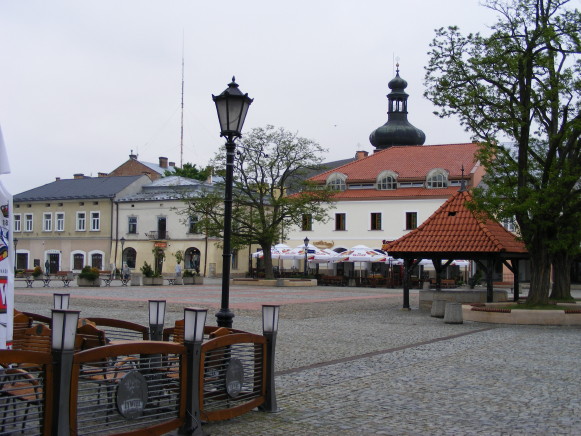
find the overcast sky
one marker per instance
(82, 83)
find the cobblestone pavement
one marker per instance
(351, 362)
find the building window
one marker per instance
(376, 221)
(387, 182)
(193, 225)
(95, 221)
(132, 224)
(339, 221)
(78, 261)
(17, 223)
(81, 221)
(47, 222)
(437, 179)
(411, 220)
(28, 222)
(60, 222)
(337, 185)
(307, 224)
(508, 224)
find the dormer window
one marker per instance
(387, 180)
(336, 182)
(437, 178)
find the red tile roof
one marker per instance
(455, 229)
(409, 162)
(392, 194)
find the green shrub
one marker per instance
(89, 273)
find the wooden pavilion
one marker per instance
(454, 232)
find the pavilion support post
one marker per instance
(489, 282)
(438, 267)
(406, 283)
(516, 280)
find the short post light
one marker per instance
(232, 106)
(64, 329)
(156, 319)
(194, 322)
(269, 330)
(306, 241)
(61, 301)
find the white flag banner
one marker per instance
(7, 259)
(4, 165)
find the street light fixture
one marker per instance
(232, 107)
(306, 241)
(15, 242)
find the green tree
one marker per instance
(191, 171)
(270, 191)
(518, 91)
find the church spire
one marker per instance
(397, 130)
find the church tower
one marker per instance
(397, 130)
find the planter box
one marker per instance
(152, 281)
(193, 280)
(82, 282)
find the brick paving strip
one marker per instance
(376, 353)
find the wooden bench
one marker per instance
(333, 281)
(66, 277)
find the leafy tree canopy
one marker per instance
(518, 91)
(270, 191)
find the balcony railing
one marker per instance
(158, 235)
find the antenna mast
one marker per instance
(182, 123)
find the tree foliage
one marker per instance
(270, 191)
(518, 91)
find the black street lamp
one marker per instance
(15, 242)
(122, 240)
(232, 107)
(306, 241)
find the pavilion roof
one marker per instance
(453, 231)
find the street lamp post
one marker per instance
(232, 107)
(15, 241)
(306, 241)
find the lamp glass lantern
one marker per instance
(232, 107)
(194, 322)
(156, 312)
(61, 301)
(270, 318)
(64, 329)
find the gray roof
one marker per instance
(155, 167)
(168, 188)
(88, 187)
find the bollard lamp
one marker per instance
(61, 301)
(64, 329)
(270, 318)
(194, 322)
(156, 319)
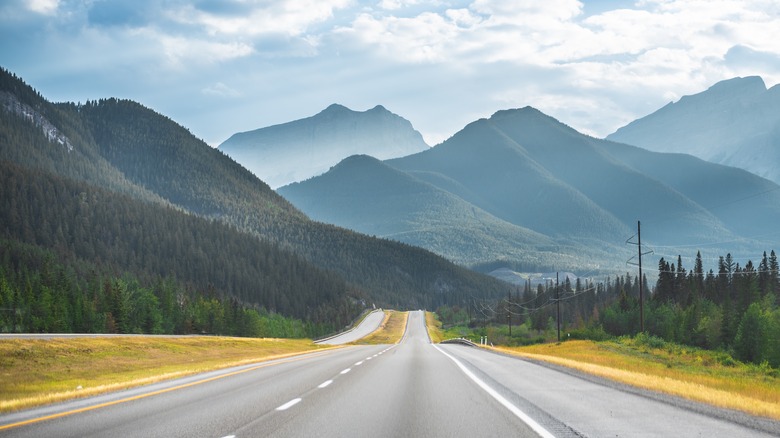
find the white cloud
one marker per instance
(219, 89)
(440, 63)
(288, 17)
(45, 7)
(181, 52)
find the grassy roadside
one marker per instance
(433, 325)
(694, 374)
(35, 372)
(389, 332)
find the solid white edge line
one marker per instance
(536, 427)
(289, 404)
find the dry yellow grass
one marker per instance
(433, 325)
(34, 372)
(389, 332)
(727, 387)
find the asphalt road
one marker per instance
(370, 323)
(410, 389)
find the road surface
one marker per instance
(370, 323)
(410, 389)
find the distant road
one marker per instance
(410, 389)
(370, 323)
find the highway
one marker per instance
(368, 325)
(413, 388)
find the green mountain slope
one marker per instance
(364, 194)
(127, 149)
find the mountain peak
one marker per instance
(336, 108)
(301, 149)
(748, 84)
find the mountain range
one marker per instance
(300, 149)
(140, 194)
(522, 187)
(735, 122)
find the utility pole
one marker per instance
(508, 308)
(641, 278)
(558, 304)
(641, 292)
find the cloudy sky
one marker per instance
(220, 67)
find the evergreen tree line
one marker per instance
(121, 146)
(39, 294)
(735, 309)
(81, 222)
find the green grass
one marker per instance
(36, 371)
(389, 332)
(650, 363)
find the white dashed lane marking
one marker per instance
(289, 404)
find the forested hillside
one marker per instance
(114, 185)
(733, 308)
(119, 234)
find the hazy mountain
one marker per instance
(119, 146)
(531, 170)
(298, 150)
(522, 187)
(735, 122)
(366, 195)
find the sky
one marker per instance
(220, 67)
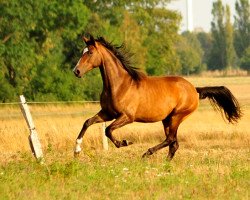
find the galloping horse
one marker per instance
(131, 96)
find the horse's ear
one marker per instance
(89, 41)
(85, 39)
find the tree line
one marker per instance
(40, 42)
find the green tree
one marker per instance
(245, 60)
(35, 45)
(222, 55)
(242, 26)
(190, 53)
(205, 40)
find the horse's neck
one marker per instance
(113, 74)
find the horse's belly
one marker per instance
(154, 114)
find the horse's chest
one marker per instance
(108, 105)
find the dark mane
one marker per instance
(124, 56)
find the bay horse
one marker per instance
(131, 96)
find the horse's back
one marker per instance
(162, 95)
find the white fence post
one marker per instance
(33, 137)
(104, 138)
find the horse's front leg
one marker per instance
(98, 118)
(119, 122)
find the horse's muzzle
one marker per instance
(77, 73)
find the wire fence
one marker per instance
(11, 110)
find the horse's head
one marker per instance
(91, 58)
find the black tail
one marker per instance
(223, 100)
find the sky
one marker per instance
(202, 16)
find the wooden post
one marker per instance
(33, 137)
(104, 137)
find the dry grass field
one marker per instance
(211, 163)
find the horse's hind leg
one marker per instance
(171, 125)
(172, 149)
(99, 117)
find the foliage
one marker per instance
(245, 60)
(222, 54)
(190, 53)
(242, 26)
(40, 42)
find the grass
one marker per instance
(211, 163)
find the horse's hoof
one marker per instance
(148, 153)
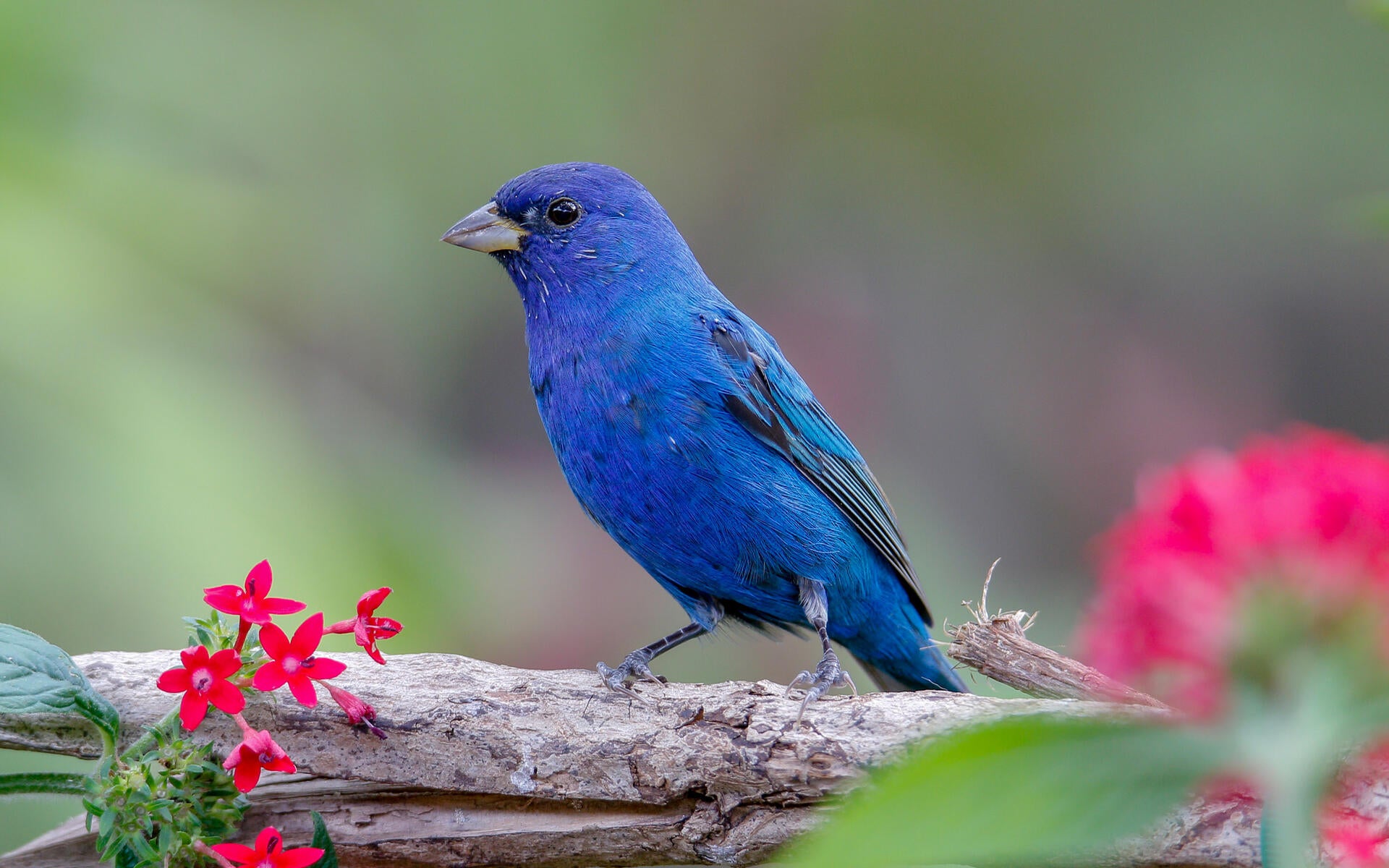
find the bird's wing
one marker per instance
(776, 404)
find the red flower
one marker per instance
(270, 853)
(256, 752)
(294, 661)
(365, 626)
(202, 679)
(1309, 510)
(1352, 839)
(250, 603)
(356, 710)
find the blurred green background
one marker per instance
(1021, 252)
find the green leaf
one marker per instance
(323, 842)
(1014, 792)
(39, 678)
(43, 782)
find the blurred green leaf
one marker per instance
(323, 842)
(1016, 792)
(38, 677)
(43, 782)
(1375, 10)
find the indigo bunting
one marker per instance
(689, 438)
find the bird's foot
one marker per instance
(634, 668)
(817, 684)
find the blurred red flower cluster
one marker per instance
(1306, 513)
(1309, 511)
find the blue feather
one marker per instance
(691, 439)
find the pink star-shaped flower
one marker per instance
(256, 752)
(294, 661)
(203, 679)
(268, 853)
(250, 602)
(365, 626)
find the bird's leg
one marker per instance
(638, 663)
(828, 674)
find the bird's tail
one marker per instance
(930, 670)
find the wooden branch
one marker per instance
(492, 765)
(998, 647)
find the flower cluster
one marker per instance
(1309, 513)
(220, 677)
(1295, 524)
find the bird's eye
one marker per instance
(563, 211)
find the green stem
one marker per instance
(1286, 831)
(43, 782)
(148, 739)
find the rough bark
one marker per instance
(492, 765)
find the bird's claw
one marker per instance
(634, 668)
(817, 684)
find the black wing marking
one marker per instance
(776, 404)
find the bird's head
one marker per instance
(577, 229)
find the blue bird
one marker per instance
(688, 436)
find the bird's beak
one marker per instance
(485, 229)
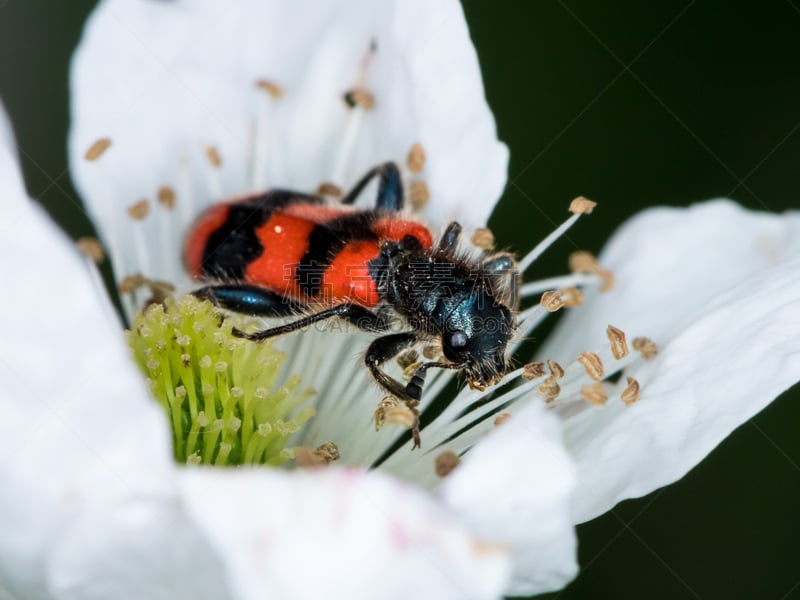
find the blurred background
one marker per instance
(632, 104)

EXERCISE INSTRUCTIONS:
Determine how many lines in the records include the string "tail". Only that number should be given.

SOLUTION TO THIS TASK:
2